┌─ Text excerpt

How do you start thinking about the supervision tree?

a8t · April 17, 2021, 2:59am

Hi, it’s my first post so I will waffle a bit. Skip to the bolded part for my real question.

My four years as a software developer have been spent mostly in NodeJS or the browser.

Learning the wonderful model of Elixir and the BEAM (shout-out to Sasa Juric’s awesome talk) has made me realize that, even though I know how it works at a high level, I almost never think about the Node runtime, for example its call stack, event loop, and so on. Comparatively speaking, I think of React’s runtime quite a bit more, even though it lives at a higher level of abstraction than Node/browser.

To me it seems that the Elixir community is the other way completely. There is very conscious and deliberate care given to every process and its lifecycle. In a very crude metaphor, we are spawning N many "NodeJS"s at a time, and yet we care about each one more than I care about my entire singular Node process. (Maybe that is a fault of my own as a developer.)

Obviously, one piece that doesn’t exist in JS-land is Supervisors and the management of process built into the runtime. It’s a beautiful model, but it leaves me at a loss. I am used to defensive programming with enough try/catches to ensure “safety”. I embrace Let It Crash with open arms, but I’m not yet used to it.

So. My question: When writing an application, when do you introduce a supervision tree? Is it the first thing you do? Is it the last, after a bunch of modules are written and ready to chug? Does it affect the structure of your code in some way?

I’ve read this guide, and I still feel that I don’t understand how Supervisors and Applications are used by developers in the process of creating software. Is every module you write created with the supervision tree in mind from the beginning?

└─

**List of tasks:**
1. How long has the writer of the forum post worked as a software developer?
2. Reproduce the stretch of the forum post from "Learning the wonderful" through "as a developer.)".
3. List every question the forum post asks in the paragraph that begins "So. My question:".

┌─ Entries shown

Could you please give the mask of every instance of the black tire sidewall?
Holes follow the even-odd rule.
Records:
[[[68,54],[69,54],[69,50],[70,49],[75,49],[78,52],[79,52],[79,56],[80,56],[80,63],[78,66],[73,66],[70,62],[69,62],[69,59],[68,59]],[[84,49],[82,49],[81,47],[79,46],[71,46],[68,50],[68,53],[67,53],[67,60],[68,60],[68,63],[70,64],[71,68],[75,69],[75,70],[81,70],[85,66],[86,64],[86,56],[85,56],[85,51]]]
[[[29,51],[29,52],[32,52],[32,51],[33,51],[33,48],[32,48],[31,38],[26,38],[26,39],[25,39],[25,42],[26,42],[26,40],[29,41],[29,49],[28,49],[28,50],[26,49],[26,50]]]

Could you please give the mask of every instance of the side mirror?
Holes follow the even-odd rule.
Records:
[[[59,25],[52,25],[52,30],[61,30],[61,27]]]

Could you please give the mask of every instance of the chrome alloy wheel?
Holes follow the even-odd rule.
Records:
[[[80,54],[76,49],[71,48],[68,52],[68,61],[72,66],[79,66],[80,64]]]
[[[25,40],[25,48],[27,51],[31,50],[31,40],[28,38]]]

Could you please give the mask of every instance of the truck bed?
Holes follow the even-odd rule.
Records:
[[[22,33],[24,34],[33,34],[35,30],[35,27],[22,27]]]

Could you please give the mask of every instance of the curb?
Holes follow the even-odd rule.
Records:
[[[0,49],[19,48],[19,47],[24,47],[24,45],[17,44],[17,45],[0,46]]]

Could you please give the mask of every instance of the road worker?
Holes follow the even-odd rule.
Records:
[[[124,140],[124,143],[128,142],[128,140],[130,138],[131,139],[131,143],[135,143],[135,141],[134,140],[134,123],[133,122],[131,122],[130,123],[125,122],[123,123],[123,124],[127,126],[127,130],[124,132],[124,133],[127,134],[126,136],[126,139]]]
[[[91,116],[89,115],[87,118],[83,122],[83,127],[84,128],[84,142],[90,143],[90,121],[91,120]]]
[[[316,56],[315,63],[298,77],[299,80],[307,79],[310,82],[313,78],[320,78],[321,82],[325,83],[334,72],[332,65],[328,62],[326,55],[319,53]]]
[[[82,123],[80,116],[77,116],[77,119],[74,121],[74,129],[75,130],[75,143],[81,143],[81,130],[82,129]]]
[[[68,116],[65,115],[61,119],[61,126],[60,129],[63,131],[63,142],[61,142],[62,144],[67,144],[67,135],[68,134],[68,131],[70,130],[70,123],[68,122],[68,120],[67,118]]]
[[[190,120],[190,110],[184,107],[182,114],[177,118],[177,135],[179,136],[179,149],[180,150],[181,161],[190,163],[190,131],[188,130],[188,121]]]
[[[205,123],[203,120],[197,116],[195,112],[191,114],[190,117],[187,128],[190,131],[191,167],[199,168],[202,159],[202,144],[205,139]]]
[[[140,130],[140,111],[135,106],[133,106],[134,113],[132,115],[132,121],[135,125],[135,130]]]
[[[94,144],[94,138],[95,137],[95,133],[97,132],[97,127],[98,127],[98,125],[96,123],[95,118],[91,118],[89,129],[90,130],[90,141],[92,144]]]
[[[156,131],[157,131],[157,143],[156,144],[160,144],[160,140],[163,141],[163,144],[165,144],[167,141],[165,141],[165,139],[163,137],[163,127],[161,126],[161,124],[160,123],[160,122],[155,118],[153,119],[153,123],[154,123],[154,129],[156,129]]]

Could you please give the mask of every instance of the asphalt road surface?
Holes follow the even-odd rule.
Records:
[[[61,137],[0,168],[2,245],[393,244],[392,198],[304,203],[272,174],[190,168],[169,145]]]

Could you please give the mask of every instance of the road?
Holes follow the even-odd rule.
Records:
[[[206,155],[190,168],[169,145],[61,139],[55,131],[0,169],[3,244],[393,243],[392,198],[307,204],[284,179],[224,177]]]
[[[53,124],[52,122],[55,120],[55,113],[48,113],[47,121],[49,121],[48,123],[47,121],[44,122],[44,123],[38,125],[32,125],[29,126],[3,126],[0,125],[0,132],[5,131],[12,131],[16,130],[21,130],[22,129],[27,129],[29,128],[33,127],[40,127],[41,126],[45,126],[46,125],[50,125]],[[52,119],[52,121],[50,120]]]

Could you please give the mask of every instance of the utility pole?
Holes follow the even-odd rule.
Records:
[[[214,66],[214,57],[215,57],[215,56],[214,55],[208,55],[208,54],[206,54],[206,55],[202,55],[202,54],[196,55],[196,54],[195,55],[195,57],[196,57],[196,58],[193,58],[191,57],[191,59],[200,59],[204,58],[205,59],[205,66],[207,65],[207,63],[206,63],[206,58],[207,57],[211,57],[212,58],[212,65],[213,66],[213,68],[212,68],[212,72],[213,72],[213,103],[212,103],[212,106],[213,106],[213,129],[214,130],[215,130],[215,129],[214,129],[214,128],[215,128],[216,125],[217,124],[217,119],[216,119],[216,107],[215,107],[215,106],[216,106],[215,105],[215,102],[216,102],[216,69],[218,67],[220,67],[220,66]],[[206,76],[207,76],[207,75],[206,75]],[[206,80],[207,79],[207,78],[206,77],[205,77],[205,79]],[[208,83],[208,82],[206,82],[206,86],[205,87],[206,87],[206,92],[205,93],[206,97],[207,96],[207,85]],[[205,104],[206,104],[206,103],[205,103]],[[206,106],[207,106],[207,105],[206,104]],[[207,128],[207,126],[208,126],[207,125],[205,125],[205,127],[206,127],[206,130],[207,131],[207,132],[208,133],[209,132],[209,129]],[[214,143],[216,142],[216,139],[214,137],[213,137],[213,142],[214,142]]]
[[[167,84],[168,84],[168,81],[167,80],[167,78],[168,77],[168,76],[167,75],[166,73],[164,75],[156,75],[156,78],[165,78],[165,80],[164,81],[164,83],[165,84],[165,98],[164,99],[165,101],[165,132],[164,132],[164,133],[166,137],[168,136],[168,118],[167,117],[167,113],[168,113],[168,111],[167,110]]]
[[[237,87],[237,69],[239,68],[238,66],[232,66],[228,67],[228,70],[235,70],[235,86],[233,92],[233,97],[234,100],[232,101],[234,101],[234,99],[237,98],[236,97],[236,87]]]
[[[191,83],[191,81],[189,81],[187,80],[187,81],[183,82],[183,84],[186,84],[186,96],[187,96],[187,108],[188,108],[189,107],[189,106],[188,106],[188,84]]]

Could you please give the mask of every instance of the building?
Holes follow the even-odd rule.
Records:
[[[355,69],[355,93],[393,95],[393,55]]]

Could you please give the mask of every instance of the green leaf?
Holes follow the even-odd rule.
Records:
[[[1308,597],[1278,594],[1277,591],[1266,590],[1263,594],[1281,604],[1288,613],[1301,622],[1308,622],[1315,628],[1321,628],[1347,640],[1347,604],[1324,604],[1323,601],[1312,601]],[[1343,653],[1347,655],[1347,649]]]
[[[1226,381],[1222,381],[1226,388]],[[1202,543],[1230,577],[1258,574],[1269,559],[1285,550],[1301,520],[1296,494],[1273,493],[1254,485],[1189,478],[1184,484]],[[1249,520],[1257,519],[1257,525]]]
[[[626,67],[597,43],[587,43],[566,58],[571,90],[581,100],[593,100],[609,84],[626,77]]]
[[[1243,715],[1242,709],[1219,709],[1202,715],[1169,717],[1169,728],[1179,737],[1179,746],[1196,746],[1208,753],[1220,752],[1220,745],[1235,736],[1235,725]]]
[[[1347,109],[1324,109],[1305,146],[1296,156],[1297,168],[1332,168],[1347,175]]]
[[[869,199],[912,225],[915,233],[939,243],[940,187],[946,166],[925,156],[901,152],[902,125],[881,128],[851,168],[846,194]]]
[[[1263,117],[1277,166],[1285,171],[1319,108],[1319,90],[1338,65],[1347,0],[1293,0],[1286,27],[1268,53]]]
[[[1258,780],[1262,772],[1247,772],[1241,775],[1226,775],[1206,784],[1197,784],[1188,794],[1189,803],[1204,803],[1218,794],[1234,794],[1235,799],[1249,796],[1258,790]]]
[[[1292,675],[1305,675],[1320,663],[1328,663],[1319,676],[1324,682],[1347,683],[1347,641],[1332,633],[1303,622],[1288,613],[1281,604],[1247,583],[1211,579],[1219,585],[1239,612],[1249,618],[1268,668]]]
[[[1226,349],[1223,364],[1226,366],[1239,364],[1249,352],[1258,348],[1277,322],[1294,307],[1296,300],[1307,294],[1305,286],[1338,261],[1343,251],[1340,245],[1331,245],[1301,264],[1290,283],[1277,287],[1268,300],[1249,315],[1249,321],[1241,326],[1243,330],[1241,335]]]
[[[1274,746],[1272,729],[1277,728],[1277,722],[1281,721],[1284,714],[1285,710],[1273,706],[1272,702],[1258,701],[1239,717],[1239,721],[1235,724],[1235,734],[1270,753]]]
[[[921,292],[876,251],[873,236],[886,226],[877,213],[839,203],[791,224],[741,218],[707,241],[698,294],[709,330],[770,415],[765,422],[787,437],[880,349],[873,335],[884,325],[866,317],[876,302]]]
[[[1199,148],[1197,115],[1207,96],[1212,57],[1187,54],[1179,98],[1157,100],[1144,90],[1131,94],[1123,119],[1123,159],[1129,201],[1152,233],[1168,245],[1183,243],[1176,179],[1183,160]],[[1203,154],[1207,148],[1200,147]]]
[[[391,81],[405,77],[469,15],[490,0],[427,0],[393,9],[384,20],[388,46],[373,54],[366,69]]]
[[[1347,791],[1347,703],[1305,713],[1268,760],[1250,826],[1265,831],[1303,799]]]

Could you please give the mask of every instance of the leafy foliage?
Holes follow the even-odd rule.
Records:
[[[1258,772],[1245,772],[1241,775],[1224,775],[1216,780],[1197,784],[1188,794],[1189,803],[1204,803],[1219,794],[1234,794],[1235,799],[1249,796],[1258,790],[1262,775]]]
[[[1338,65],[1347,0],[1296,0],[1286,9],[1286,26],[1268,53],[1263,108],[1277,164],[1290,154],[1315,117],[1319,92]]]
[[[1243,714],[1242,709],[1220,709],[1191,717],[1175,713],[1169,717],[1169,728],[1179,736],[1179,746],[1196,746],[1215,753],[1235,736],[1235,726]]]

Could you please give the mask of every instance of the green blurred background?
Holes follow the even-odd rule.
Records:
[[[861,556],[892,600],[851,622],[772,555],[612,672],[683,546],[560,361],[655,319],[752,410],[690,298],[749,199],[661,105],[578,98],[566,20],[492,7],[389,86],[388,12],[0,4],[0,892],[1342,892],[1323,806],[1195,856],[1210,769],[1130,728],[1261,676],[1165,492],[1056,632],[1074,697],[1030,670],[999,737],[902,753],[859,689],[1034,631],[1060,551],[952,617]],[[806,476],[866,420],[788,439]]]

└─

**Full answers:**
1. Four years.

2.
Learning the wonderful model of Elixir and the BEAM (shout-out to Sasa Juric’s awesome talk) has made me realize that, even though I know how it works at a high level, I almost never think about the Node runtime, for example its call stack, event loop, and so on. Comparatively speaking, I think of React’s runtime quite a bit more, even though it lives at a higher level of abstraction than Node/browser.

To me it seems that the Elixir community is the other way completely. There is very conscious and deliberate care given to every process and its lifecycle. In a very crude metaphor, we are spawning N many "NodeJS"s at a time, and yet we care about each one more than I care about my entire singular Node process. (Maybe that is a fault of my own as a developer.)

3.
- When writing an application, when do you introduce a supervision tree?
- Is it the first thing you do?
- Is it the last, after a bunch of modules are written and ready to chug?
- Does it affect the structure of your code in some way?